Text shown Block Start
>Bumper Future Looks Bright as latest funding round secures £14 Million Investment
Bumper Future Looks Bright as latest funding round secures £14 Million Investment
We are pleased to announce we have received our largest investment to date after our latest funding round.
An £850,000 investment has been secured through equity given to private investors. This brings our total investment to £4 million over the last 5 years. This comes alongside our £13.3 million debt facility provided by Naviter Capital, who was also one of the equity investors.
This latest investment follows a long period of growth, with over 2,000 UK dealerships using our buy now pay later option to sell over £50 million pounds worth of service work since our launch in 2015. A large increase came in 2019 where lending grew 100% year-on-year. An increase due to trusted partnerships with brands such as Peugeot Citroen, Ford, Vauxhall, Jaguar Landrover and Volkswagen and a commitment to providing an ethical payment option to customers and a reliable and robust solution to dealerships.
Bumper CEO James Jackson said, “Dealerships are going through a particularly difficult time at the moment amid the ongoing impact of the Coronavirus and while this will lead to an unavoidable short term slowdown in aftersales activity many have already recognised the longer term importance of adopting interest-free payment methods within their service departments. This is especially important when it comes to selling work that they would have otherwise missed out on.
“In the short term we’re committed to helping provide dealers that are still offering aftersales support with the ability to offer their customers flexible payment methods, something that will be beneficial to both vehicle owners and dealerships alike in the challenging times ahead. This has included developing a fund to help vulnerable customers by discounting their final repayment bills during the ongoing pandemic. Beyond this, we aim to increase both our footprint and the utilisation of our platform across the UK.”
Text shown Block End
Data supplied Block Start
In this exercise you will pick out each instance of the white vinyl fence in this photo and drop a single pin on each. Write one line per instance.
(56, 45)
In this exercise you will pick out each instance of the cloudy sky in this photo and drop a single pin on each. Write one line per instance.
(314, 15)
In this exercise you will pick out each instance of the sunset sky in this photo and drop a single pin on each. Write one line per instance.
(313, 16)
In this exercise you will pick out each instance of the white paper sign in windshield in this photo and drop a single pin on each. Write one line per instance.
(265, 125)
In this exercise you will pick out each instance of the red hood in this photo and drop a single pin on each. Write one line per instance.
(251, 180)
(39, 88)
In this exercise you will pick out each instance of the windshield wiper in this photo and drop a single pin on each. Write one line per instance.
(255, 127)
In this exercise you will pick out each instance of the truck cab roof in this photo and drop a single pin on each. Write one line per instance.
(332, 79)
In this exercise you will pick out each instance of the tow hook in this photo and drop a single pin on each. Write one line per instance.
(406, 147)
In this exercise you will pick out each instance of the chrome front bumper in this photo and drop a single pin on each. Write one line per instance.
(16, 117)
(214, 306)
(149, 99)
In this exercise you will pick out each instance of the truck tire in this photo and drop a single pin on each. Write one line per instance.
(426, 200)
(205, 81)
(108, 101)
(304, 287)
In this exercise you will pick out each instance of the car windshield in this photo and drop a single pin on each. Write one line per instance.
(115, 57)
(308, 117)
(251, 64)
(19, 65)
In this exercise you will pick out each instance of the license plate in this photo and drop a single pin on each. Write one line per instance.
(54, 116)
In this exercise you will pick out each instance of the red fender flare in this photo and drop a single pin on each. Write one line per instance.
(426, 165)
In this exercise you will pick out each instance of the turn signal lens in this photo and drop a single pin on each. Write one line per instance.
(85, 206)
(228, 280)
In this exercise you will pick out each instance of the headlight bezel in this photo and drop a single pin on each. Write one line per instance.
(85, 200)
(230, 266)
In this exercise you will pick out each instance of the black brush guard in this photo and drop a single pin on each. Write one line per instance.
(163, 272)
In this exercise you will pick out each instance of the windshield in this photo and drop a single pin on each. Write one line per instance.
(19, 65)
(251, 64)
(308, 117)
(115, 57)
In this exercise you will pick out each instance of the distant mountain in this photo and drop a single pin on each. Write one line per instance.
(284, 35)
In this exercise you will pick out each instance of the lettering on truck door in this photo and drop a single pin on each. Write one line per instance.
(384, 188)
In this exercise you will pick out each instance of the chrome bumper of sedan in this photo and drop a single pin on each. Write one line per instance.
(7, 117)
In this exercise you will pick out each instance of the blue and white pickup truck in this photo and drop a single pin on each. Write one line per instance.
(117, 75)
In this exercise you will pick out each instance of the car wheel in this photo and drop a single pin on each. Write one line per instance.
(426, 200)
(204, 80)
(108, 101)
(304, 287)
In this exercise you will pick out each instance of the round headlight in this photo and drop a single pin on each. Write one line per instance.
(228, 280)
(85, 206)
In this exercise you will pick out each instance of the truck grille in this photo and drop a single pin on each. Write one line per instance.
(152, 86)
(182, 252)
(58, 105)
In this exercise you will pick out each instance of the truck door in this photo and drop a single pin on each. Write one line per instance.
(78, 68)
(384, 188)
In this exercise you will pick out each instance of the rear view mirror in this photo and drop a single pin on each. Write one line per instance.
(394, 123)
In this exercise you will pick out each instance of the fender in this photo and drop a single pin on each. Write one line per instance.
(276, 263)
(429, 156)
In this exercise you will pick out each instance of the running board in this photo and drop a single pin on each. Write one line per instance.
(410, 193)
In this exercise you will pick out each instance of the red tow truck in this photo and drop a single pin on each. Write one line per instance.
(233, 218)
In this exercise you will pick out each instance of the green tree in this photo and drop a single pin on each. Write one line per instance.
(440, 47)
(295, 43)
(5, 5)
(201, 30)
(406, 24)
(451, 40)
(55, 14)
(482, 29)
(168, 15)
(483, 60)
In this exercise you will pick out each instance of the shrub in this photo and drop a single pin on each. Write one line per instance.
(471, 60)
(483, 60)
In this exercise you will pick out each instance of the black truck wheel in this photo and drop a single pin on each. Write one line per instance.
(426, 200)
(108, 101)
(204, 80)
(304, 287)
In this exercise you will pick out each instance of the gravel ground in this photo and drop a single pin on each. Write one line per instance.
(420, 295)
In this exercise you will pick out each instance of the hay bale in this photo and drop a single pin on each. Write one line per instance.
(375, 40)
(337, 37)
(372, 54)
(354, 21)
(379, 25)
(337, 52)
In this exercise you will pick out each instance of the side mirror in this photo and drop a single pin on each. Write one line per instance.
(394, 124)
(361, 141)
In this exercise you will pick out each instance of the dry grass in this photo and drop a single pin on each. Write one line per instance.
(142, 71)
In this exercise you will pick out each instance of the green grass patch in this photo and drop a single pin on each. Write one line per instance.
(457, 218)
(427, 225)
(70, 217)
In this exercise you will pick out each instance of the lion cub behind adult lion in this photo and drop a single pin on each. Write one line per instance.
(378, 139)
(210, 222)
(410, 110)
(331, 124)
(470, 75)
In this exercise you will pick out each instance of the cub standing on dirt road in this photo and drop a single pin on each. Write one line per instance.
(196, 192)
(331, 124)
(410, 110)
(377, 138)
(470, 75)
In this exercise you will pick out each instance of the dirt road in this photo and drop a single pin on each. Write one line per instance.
Data supplied Block End
**Activity**:
Answer these questions using the Bumper funding announcement:
(a) Which firm provided the £13.3 million debt facility?
(b) In which year did lending grow 100% year-on-year?
(c) Who is named as Bumper's CEO?

**Answer for this exercise**:
(a) Naviter Capital
(b) 2019
(c) James Jackson